However, that does not mean that all organizations subject to FISMA are necessarily mandated to adopt firmware security controls. FISMA gives organizations considerable flexibility over the details of a program. The guiding direction is that security controls should be “customized for the specific missions, business functions, risks, and operating environments of the organization.” In short, some organizations, environments, or specific devices may need firmware security controls while others may not. With that in mind, the remaining sections of this paper will look at firmware security in the context of various FISMA requirements and direction, and then provide specific examples of firmware controls that may be appropriate.

Prepare: Understanding the Firmware Attack Surface

The Prepare phase is the first step of the RMF and it covers a lot of important ground. This is where organizations define their high-level risk strategy based on their unique mission, tolerance for risk, types of threats such as cyber-attacks, and other factors. Given the historic use of firmware implants and backdoors by state-supported adversaries, many organizations will likely want to consider their firmware attack surface.

In particular, the Prepare phase covers important requirements such as the need for system-level vulnerability assessments. However, many organizations have historically ignored the firmware layer during vulnerability assessments simply due to pragmatic challenges. Teams have always been able to rely on highly automated vulnerability scanners for analyzing ports, services, and applications, but firmware security assessments were often far more manual, time-consuming, and required specialized skills. This lack of basic visibility into firmware-related risks has led many organizations to develop a persistent blind-spot in regard to firmware security in spite of the heavy attention it receives from sophisticated adversaries.

(Pointing dataset entries)
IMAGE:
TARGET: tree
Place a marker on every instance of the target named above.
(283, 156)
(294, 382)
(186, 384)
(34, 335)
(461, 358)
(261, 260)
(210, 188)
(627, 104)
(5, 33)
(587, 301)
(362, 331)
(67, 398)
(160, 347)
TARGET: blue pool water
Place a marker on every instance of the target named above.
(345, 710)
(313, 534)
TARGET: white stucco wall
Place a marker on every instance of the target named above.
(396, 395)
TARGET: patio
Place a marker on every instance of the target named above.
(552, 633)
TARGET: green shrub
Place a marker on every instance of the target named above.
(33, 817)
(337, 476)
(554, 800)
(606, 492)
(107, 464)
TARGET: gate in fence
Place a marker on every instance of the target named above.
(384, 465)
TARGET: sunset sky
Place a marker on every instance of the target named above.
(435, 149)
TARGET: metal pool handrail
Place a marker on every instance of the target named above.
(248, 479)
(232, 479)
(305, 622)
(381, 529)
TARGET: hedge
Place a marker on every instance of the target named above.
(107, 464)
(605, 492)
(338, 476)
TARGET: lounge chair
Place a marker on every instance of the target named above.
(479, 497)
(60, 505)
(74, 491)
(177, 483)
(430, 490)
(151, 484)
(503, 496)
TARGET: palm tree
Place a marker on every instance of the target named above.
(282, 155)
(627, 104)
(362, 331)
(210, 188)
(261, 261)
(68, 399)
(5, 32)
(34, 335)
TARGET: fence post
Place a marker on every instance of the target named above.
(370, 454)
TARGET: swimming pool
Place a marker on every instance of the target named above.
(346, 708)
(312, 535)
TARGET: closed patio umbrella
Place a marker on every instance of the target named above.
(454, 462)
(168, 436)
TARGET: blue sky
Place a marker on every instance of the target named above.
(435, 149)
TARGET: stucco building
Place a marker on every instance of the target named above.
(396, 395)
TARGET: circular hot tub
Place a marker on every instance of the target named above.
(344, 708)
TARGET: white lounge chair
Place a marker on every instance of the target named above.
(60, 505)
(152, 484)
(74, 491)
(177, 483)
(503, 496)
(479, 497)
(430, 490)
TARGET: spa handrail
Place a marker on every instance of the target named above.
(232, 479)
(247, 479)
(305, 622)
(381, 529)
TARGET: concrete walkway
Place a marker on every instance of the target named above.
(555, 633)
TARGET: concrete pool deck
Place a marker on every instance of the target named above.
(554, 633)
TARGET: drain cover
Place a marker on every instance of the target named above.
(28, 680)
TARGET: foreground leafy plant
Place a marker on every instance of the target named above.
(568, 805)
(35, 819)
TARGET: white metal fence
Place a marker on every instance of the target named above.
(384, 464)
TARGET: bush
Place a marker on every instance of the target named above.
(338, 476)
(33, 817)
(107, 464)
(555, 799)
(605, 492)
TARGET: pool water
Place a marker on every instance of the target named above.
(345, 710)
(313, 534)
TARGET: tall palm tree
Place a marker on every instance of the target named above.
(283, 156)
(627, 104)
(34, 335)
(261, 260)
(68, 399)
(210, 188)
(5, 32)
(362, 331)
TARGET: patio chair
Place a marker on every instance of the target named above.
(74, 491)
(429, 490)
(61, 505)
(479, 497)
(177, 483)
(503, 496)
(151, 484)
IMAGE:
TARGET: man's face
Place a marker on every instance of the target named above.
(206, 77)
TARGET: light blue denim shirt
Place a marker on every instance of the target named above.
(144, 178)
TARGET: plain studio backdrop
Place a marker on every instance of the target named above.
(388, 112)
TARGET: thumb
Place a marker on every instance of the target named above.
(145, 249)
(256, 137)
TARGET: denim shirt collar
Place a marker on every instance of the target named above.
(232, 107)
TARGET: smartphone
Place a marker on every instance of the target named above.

WRITTEN PROBLEM: According to the firmware security text, which phase is the first step of the RMF?

THE SOLUTION: The Prepare phase.